Copy every one of the records below word for word, line by line.

□ □ □ □

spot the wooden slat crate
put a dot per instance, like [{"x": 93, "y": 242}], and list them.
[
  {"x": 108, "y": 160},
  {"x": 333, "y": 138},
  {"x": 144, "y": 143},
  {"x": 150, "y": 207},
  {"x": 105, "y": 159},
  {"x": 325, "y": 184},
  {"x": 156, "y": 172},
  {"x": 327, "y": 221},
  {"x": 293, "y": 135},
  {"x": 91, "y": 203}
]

□ □ □ □

Task response:
spot the wooden slat crate
put a dot per instance, like [{"x": 93, "y": 242}], and list them.
[
  {"x": 108, "y": 160},
  {"x": 333, "y": 138},
  {"x": 144, "y": 143},
  {"x": 150, "y": 207},
  {"x": 105, "y": 159},
  {"x": 325, "y": 184},
  {"x": 156, "y": 172},
  {"x": 327, "y": 221},
  {"x": 293, "y": 135},
  {"x": 91, "y": 203}
]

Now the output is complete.